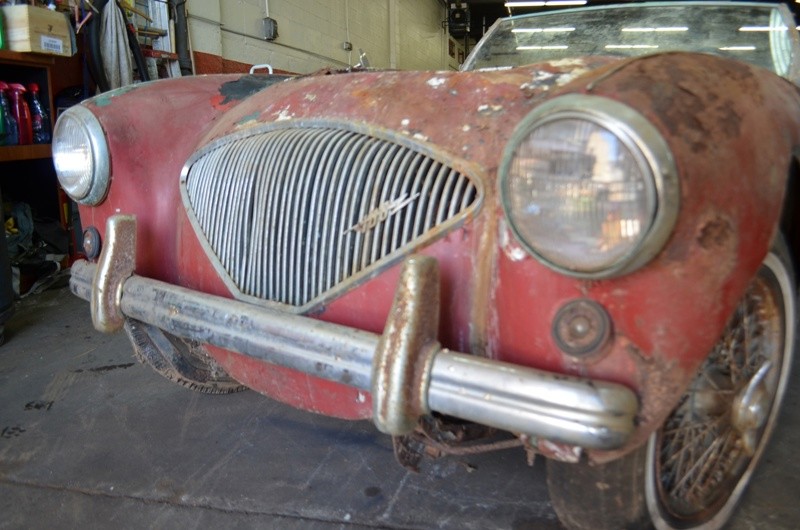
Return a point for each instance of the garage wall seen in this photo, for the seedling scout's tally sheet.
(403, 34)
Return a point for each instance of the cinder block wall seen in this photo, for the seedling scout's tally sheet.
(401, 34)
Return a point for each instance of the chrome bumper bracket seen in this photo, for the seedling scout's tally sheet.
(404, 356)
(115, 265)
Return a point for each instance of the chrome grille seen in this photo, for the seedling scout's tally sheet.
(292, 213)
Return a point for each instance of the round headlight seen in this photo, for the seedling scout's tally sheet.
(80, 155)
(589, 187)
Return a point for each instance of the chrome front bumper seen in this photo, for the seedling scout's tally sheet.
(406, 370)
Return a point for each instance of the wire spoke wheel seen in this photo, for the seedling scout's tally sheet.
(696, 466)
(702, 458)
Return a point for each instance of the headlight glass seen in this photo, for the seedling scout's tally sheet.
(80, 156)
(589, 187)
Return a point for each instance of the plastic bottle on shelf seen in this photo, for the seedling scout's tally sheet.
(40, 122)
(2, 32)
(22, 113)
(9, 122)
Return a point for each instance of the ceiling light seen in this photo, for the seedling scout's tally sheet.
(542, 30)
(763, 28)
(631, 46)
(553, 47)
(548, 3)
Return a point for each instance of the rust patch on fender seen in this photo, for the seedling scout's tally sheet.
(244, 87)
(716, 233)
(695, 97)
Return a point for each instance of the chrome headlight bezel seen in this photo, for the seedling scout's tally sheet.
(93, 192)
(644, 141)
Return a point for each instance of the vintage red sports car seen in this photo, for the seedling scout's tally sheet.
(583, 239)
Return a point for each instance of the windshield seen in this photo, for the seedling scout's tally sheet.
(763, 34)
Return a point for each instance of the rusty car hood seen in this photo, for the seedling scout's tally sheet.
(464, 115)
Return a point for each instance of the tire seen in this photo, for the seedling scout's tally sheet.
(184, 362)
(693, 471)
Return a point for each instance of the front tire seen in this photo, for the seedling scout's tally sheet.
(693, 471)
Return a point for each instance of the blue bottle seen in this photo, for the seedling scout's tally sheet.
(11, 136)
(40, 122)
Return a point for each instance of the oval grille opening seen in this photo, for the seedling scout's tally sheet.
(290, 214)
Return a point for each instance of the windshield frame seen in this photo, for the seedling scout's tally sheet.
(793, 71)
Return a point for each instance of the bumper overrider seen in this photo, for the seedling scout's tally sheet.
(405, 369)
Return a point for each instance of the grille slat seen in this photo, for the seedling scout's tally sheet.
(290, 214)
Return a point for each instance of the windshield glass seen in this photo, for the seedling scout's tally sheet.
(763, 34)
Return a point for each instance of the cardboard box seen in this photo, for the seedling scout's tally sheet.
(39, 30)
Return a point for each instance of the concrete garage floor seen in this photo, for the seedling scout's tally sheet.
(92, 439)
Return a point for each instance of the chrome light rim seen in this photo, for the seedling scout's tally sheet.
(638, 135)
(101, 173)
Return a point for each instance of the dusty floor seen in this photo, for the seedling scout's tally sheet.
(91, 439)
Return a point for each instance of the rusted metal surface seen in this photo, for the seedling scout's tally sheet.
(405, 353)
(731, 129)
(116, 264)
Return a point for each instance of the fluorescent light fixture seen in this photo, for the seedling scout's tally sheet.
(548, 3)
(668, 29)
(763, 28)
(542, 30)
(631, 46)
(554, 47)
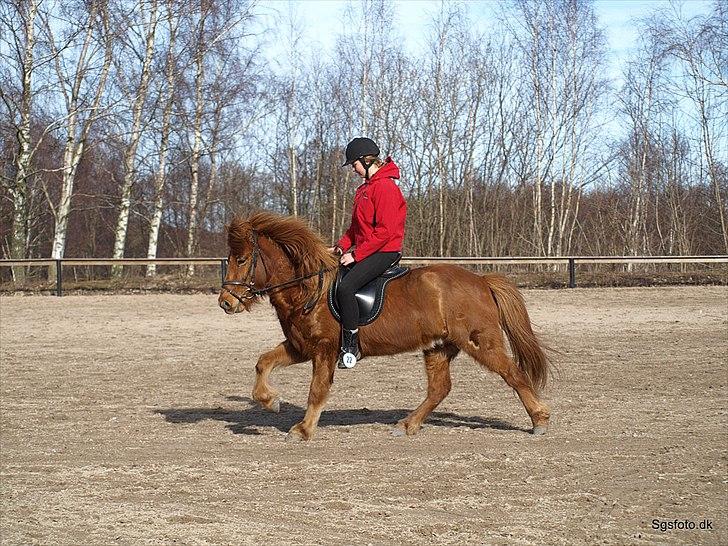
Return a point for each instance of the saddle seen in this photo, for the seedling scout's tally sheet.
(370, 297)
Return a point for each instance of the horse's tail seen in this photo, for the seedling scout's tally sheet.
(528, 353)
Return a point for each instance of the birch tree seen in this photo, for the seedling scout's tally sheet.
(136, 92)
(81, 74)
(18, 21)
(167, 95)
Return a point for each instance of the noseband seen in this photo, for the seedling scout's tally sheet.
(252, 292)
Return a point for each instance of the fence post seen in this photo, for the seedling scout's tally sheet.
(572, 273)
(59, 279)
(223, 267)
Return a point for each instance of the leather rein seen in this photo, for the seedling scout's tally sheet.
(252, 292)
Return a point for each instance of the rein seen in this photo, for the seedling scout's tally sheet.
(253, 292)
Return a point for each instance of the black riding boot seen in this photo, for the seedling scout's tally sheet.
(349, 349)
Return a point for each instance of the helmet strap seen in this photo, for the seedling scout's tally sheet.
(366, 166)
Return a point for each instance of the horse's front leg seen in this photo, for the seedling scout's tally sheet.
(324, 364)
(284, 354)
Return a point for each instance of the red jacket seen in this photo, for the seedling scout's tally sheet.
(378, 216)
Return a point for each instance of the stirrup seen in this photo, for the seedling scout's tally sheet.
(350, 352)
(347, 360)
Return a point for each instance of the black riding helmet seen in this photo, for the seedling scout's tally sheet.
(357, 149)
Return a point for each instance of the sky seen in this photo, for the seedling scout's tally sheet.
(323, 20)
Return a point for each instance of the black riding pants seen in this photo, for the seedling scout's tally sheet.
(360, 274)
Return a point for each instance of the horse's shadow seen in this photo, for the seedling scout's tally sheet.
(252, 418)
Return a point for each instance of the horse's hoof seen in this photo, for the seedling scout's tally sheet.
+ + + +
§ TO DO: Copy out the whole listing above word for word, but leave the pictures out of your copy.

§ ANSWER TO THIS EXERCISE:
Return a point for each instance of the garage wall seen in this photo, for the seedling scout's tally sheet.
(403, 34)
Return a point for each instance of the cinder block wall seen in this photo, for the seedling scout's tally sheet.
(401, 34)
Return a point for each instance of the chrome bumper bracket seen in this photo, for the seedling scout's tally sheet.
(404, 356)
(115, 265)
Return a point for each instance of the chrome grille seen in this photo, for the seedling scout's tally sheet.
(292, 213)
Return a point for each instance of the round headlight seen in this photo, for the seedling scout's tally sheet.
(80, 155)
(589, 187)
Return a point for each instance of the chrome front bumper seen in this photo, for the seedling scout's tally sheet.
(406, 370)
Return a point for each instance of the wire spoke wheel seen in this photo, for the seedling scout's tally sheet.
(696, 466)
(702, 458)
Return a point for each instance of the headlight glass seen in this photo, for the seedling scout's tally sheet.
(80, 156)
(589, 187)
Return a point for each instance of the plastic bottle on shelf seen in this photo, for the seedling scout's tally sheet.
(40, 122)
(2, 32)
(22, 113)
(9, 122)
Return a point for each instance of the ceiling light seen in this photo, for the seedling scout's tally sheet.
(542, 30)
(763, 28)
(631, 46)
(553, 47)
(548, 3)
Return a point for each instance of the rust patch on fender seen in this photo, for the seedling scout's tally sheet.
(244, 87)
(716, 233)
(695, 97)
Return a point for each instance of the chrome headlight bezel seen in this photo, for the seedling scout's tally sheet.
(93, 192)
(644, 141)
Return a point for each instance of the vintage red sports car seen in this photo, for the seedling scout's tally sheet.
(583, 239)
Return a point for each instance of the windshield seen in this photo, for the seedling scout's tally sheet.
(763, 34)
Return a point for each instance of the rusty car hood seen in this photo, for the seedling scout's tally sheet.
(464, 115)
Return a point for each instance of the tire seen in this photo, for the seedling scout's tally sheet.
(184, 362)
(693, 471)
Return a point for each instance of the front tire seen in this photo, for the seedling scout's tally sheet.
(693, 471)
Return a point for each instance of the blue bottle seen in this photo, for the seedling scout's tally sheet.
(11, 136)
(40, 122)
Return a point for each instance of the oval grille opening seen in this photo, for the seedling scout's tally sheet.
(290, 214)
Return a point for each instance of the windshield frame seen in this photo, for the seedling scout's tally sheet.
(793, 71)
Return a point for each instance of the bumper overrider seen in this photo, for the seedling scout's tally sheet.
(405, 369)
Return a point for each instance of the grille slat seen in this photo, for the seedling scout's tally sheet.
(290, 214)
Return a point for each instance of the windshield glass seen in this photo, for the seedling scout's tally sheet.
(763, 34)
Return a point for each instance of the cardboard box seen in this photo, for the seedling scout's tally sheet.
(39, 30)
Return a point for each instance of the concrete garage floor seen in this photo, for the seedling scout's tally sheet.
(92, 439)
Return a point for each instance of the chrome light rim seen in this photo, for the seedling scout's tally sheet.
(638, 135)
(101, 173)
Return a point for each instance of the dusty floor seen in this photo, for the seedling scout's tally sheet.
(91, 439)
Return a point for each instance of the rusted metal surface seen in this photo, for the seedling scout's tally sheet.
(405, 353)
(731, 129)
(116, 264)
Return a point for each instance of the fluorescent light fixture seen in this photo, for the seedling scout's tally sheet.
(548, 3)
(668, 29)
(763, 28)
(542, 30)
(631, 46)
(554, 47)
Return a point for each instance of the saddle seen in this photo, for the seedling scout's tally sheet.
(370, 297)
Return a point for each instance of the horse's tail seen in this photo, for the seedling scout's tally sheet.
(528, 353)
Return a point for each instance of the birch tree seen in this photo, for the seedling scout's tally sheet.
(136, 92)
(81, 74)
(18, 21)
(167, 95)
Return a point for each instance of the noseband seen in this photo, for the seedling scout's tally sheet.
(252, 292)
Return a point for each instance of the fence post seen in this photo, for the seedling scout's tally sheet.
(572, 273)
(59, 279)
(223, 267)
Return a point for each instance of the leather rein seen in this photo, for the seedling scout's tally sheet.
(252, 292)
Return a point for each instance of the rein seen in this photo, for the seedling scout's tally sheet.
(253, 292)
Return a point for each instance of the black riding boot seen in this photo, for the seedling scout's tally sheet.
(349, 349)
Return a point for each instance of the helmet strap seen in this photo, for the seedling scout's tally sheet.
(366, 166)
Return a point for each instance of the horse's front leg seen in this photo, for the seedling scout's tally sheet.
(324, 364)
(284, 354)
Return a point for each instance of the red jacket seen in this photo, for the seedling scout's tally sheet.
(378, 216)
Return a point for each instance of the stirrup seen in this photo, for the seedling scout's tally sheet.
(350, 352)
(347, 360)
Return a point for each instance of the black riding helmet seen in this photo, for the seedling scout's tally sheet.
(357, 149)
Return a point for each instance of the sky seen in this photo, for the seedling scout's tally sheet.
(323, 20)
Return a point for each instance of the black riding pants seen in this photo, for the seedling scout's tally sheet.
(360, 274)
Return a point for each instance of the horse's shadow seen in this photo, for the seedling scout's tally sheet.
(252, 418)
Return a point for each instance of the horse's hoof seen in this photo, for the seedling scout's tally sheet.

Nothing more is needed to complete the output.